### Work order
Only the lines with the string "wall" are needed; return each of them from the entries below.

### Records from a dataset
__________

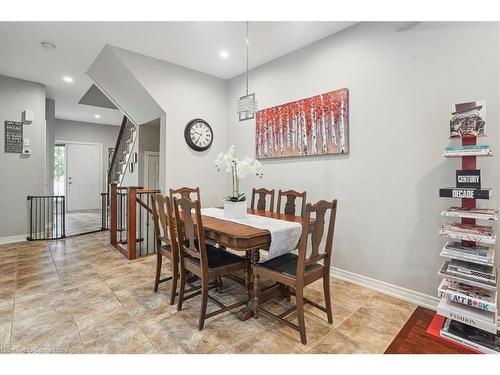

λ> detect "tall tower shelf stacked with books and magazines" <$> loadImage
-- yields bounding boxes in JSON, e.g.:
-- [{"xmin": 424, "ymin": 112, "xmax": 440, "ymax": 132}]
[{"xmin": 428, "ymin": 107, "xmax": 500, "ymax": 353}]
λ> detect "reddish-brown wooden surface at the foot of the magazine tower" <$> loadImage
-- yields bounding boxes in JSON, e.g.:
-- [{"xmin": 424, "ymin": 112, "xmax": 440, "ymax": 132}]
[{"xmin": 385, "ymin": 306, "xmax": 469, "ymax": 354}]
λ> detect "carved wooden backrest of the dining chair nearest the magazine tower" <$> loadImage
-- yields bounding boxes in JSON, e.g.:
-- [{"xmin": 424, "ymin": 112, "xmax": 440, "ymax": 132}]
[{"xmin": 297, "ymin": 203, "xmax": 337, "ymax": 278}]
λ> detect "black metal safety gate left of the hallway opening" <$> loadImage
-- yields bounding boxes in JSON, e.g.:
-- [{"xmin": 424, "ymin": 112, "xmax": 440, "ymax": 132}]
[{"xmin": 26, "ymin": 195, "xmax": 66, "ymax": 241}]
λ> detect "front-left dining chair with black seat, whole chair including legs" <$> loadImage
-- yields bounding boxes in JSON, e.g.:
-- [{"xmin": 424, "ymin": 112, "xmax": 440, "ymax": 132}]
[{"xmin": 174, "ymin": 198, "xmax": 248, "ymax": 331}]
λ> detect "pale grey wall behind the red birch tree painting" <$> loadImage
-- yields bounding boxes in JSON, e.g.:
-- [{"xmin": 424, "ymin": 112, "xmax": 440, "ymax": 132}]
[{"xmin": 228, "ymin": 23, "xmax": 500, "ymax": 295}]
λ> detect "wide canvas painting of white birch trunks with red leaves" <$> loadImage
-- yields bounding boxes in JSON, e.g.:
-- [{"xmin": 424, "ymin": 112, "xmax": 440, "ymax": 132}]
[{"xmin": 255, "ymin": 88, "xmax": 349, "ymax": 159}]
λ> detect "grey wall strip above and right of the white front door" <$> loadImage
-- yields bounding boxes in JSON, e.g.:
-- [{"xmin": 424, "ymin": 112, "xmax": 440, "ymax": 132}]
[{"xmin": 54, "ymin": 119, "xmax": 120, "ymax": 192}]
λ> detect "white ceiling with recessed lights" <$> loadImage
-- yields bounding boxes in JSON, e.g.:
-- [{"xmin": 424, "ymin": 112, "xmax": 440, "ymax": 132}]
[{"xmin": 0, "ymin": 22, "xmax": 356, "ymax": 125}]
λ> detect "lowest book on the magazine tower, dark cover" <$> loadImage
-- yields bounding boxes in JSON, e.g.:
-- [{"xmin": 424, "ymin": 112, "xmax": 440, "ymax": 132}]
[{"xmin": 441, "ymin": 319, "xmax": 500, "ymax": 354}]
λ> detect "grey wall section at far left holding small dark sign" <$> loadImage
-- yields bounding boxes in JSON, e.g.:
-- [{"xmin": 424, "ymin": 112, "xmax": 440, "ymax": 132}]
[{"xmin": 0, "ymin": 76, "xmax": 46, "ymax": 238}]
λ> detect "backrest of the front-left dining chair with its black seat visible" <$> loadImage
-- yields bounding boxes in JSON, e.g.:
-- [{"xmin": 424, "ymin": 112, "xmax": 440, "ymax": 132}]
[{"xmin": 174, "ymin": 198, "xmax": 208, "ymax": 270}]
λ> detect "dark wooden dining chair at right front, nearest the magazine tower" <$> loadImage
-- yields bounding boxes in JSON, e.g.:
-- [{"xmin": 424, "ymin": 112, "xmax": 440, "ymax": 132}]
[{"xmin": 253, "ymin": 199, "xmax": 337, "ymax": 345}]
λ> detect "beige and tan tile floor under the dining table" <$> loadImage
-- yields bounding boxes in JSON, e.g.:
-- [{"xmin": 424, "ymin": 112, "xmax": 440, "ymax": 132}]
[{"xmin": 0, "ymin": 232, "xmax": 415, "ymax": 353}]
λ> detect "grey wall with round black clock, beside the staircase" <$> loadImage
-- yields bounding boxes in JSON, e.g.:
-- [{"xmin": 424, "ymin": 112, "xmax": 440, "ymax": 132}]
[{"xmin": 113, "ymin": 47, "xmax": 227, "ymax": 206}]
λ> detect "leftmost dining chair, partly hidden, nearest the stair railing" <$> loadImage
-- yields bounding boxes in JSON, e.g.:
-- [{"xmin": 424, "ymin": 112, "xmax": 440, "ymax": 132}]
[{"xmin": 152, "ymin": 194, "xmax": 179, "ymax": 305}]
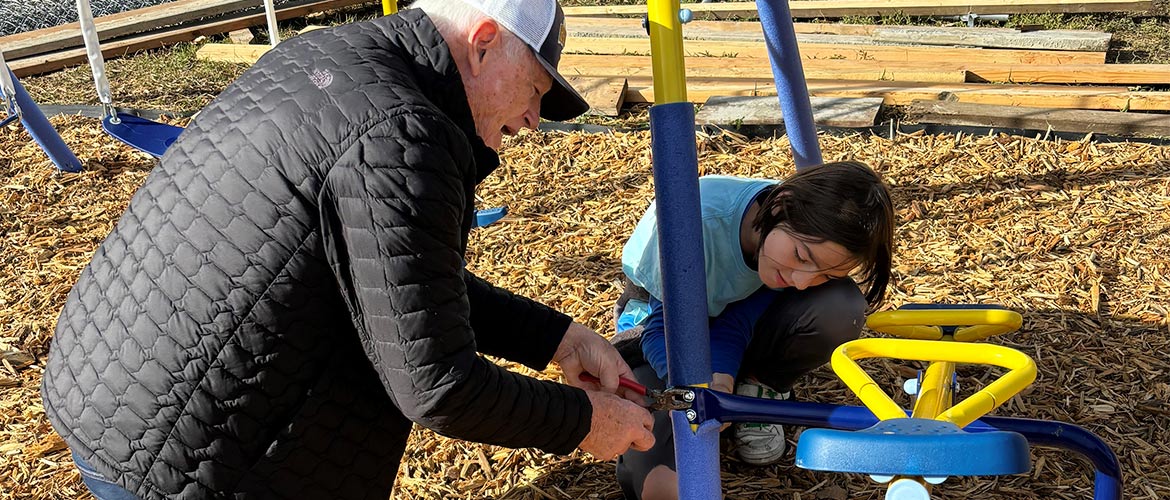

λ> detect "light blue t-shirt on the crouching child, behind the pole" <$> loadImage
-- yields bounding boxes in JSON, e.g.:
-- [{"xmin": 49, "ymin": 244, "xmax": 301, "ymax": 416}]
[{"xmin": 621, "ymin": 176, "xmax": 778, "ymax": 317}]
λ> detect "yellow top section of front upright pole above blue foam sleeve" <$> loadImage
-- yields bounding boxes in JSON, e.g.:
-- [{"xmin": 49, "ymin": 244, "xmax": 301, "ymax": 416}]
[{"xmin": 646, "ymin": 0, "xmax": 687, "ymax": 104}]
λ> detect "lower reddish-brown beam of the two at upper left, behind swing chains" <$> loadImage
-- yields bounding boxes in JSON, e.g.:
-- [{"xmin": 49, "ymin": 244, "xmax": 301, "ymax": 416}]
[{"xmin": 8, "ymin": 0, "xmax": 367, "ymax": 76}]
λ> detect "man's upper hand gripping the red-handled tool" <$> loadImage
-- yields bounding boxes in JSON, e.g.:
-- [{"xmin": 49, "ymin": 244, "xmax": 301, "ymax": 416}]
[{"xmin": 552, "ymin": 322, "xmax": 645, "ymax": 402}]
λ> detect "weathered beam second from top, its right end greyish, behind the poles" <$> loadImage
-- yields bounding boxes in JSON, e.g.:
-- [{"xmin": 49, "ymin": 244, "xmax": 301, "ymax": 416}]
[{"xmin": 565, "ymin": 18, "xmax": 1113, "ymax": 52}]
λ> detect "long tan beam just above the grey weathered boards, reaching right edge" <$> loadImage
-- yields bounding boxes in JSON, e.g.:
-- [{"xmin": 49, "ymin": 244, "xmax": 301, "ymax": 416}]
[{"xmin": 626, "ymin": 77, "xmax": 1170, "ymax": 111}]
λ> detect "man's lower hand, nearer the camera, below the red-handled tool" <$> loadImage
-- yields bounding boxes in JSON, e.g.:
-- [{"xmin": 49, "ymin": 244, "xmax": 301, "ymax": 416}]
[{"xmin": 578, "ymin": 390, "xmax": 654, "ymax": 461}]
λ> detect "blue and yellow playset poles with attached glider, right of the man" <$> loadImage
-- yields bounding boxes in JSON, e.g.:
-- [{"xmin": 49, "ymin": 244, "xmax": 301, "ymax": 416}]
[{"xmin": 647, "ymin": 0, "xmax": 1121, "ymax": 500}]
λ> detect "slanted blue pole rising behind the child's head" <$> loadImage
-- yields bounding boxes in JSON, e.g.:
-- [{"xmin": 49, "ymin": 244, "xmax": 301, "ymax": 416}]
[{"xmin": 756, "ymin": 0, "xmax": 823, "ymax": 170}]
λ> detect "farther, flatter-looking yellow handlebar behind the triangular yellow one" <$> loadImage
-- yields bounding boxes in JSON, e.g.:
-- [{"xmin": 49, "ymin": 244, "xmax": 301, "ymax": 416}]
[{"xmin": 866, "ymin": 309, "xmax": 1024, "ymax": 342}]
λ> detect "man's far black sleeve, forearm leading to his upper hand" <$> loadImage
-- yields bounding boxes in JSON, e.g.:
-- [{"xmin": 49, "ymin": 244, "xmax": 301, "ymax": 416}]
[{"xmin": 464, "ymin": 272, "xmax": 572, "ymax": 370}]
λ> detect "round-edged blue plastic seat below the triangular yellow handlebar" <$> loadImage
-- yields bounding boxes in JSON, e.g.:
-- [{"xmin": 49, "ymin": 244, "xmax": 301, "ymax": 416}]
[{"xmin": 796, "ymin": 418, "xmax": 1032, "ymax": 477}]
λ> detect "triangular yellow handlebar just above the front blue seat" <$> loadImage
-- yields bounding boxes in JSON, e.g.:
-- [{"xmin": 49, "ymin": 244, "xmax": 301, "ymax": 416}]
[{"xmin": 832, "ymin": 338, "xmax": 1035, "ymax": 427}]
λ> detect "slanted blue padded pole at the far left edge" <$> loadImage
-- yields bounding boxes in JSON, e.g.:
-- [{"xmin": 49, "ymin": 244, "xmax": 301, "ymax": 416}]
[{"xmin": 0, "ymin": 50, "xmax": 81, "ymax": 172}]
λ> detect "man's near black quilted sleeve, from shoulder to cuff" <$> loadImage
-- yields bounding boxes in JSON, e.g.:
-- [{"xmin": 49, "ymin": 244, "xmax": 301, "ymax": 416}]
[{"xmin": 319, "ymin": 109, "xmax": 592, "ymax": 453}]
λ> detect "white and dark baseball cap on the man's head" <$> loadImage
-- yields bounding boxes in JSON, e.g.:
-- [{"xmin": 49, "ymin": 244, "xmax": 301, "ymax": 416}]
[{"xmin": 462, "ymin": 0, "xmax": 589, "ymax": 121}]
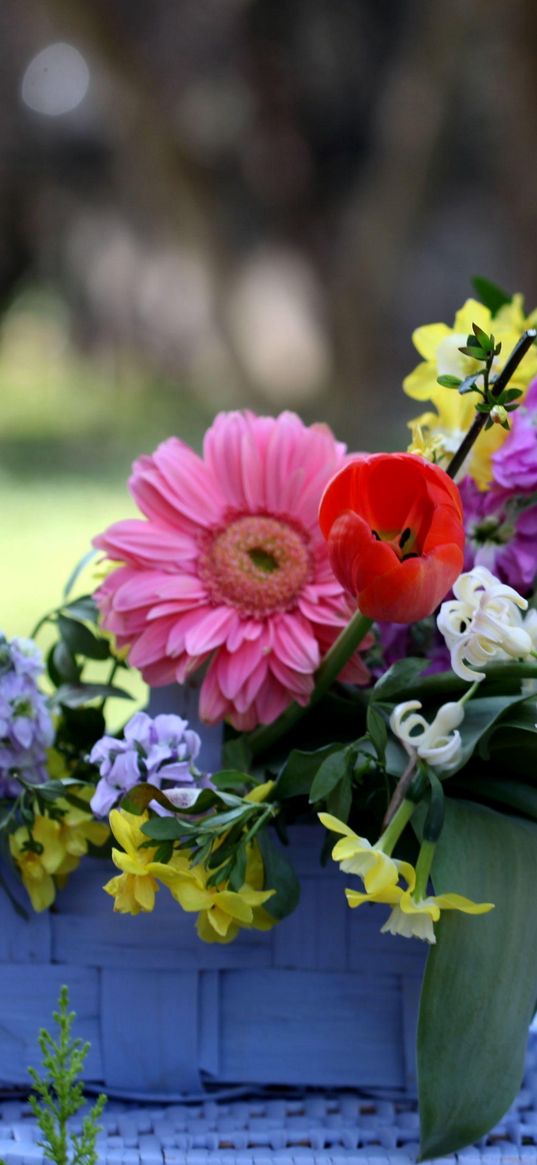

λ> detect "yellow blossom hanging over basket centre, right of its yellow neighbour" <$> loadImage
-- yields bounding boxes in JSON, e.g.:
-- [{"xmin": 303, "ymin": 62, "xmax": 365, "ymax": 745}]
[{"xmin": 162, "ymin": 842, "xmax": 276, "ymax": 942}]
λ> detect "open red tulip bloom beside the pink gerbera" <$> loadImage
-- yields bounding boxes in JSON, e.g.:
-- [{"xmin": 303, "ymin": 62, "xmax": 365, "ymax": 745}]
[{"xmin": 319, "ymin": 453, "xmax": 465, "ymax": 623}]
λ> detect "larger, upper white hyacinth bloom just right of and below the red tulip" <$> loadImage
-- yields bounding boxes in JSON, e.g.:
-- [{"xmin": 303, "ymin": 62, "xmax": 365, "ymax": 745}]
[{"xmin": 437, "ymin": 566, "xmax": 534, "ymax": 682}]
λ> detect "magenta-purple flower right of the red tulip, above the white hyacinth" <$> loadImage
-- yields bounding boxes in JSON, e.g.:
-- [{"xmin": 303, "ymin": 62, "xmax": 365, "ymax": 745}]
[{"xmin": 459, "ymin": 477, "xmax": 537, "ymax": 594}]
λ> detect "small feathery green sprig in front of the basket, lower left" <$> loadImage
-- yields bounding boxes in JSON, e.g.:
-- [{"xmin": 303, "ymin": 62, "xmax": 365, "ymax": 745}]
[{"xmin": 28, "ymin": 987, "xmax": 106, "ymax": 1165}]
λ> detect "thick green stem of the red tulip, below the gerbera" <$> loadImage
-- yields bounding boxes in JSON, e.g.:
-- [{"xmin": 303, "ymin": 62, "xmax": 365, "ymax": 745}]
[{"xmin": 246, "ymin": 610, "xmax": 370, "ymax": 756}]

__________

### Task response
λ> detect "pale grey wall behind the red birch tree painting" <$> loadImage
λ> detect "grey wall strip above and right of the white front door" <$> loadImage
λ> detect "grey wall section at far left holding small dark sign" <$> loadImage
λ> detect "grey wall with round black clock, beside the staircase" <$> loadImage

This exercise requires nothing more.